PROBLEM TO WORK ON = This task calls for copying every line of the records that includes the word "slice".

=-=-=

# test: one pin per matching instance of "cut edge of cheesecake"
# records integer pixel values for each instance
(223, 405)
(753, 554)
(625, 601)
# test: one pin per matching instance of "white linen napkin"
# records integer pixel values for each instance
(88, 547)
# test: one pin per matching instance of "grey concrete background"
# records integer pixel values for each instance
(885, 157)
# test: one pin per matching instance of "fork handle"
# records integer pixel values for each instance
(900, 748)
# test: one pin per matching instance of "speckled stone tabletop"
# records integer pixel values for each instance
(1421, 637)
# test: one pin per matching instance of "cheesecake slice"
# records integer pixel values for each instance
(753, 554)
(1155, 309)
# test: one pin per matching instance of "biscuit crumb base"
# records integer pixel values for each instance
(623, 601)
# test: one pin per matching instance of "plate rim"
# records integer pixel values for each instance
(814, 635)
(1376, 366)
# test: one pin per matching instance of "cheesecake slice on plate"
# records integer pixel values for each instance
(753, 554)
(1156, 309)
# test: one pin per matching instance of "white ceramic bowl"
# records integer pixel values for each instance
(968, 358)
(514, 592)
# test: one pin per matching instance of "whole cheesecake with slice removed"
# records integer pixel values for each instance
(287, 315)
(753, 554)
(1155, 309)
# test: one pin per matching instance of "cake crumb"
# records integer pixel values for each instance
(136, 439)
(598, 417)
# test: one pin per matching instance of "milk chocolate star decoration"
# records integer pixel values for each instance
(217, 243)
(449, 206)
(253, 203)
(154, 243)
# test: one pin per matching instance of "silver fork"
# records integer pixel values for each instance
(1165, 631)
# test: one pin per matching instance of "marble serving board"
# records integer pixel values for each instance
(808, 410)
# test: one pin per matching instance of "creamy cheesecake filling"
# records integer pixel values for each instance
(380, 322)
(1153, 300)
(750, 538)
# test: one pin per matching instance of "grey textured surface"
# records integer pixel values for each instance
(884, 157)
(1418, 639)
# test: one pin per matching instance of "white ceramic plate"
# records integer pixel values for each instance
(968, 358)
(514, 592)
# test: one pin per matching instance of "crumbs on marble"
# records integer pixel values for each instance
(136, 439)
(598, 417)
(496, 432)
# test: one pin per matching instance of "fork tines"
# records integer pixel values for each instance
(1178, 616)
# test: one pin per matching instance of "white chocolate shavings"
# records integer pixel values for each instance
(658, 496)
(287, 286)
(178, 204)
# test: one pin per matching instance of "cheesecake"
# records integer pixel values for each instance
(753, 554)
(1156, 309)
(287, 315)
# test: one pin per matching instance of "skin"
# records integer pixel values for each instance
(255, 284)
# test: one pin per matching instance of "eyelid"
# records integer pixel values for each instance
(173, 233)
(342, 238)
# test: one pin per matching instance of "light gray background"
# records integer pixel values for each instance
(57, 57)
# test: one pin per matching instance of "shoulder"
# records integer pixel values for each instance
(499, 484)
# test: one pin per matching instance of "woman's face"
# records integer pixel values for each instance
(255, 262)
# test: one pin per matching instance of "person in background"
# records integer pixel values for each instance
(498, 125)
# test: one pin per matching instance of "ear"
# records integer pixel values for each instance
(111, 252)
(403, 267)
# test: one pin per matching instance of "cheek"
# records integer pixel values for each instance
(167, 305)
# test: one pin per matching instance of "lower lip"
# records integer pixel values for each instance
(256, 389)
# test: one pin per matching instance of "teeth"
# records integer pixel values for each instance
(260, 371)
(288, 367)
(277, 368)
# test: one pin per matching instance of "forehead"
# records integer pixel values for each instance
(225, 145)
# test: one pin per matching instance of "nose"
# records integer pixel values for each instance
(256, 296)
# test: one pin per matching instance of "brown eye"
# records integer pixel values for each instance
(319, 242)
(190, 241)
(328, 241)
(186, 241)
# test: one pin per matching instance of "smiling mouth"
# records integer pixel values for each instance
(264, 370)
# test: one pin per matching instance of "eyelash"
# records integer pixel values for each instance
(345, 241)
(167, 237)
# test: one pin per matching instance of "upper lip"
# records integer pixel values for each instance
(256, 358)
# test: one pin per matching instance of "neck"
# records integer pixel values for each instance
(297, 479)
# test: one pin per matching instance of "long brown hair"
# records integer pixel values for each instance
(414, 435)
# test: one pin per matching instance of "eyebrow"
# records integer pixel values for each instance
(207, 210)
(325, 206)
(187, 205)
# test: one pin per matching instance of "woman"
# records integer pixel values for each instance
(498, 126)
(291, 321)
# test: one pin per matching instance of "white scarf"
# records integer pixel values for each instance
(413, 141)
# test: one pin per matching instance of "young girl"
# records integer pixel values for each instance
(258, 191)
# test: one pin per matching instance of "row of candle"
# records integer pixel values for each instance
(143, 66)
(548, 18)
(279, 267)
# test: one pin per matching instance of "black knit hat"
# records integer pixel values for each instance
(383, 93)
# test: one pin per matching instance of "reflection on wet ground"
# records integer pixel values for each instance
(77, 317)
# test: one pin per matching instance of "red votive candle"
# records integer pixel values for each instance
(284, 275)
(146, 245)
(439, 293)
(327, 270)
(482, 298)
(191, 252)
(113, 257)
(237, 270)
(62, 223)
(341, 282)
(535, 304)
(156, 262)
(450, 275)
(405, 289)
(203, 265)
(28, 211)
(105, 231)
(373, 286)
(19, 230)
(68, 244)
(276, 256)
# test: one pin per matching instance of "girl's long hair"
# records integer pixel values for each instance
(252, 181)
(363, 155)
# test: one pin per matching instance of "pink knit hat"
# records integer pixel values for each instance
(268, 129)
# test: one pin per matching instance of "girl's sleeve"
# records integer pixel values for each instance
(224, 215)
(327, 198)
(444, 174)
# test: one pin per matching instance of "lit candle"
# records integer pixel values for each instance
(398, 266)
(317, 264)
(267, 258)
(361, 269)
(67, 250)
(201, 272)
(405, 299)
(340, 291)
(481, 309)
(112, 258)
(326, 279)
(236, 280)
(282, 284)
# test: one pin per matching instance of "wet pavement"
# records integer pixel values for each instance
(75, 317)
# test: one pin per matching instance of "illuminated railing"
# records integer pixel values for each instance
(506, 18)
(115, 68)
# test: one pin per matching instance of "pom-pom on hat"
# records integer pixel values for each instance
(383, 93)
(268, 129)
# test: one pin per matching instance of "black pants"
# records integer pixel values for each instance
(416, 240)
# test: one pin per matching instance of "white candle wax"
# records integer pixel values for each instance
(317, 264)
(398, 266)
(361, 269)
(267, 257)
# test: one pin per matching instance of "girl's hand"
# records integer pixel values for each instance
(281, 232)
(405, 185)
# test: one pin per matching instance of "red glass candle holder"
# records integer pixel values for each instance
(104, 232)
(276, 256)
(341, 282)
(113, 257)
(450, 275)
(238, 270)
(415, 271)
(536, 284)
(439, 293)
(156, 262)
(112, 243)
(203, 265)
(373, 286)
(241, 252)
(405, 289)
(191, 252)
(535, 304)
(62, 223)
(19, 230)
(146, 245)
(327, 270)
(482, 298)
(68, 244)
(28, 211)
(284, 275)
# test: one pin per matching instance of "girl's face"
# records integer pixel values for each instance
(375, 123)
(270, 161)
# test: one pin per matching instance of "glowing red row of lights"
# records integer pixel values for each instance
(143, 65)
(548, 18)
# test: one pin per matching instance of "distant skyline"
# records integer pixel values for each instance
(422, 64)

=-=-=

SOLUTION FOR THIS EXERCISE =
# test: one pin per matching instance of "cheesecake slice"
# test: one pin per matching instance of "cheesecake slice on plate"
# test: one pin per matching instance of "whole cheesecake with slice removed"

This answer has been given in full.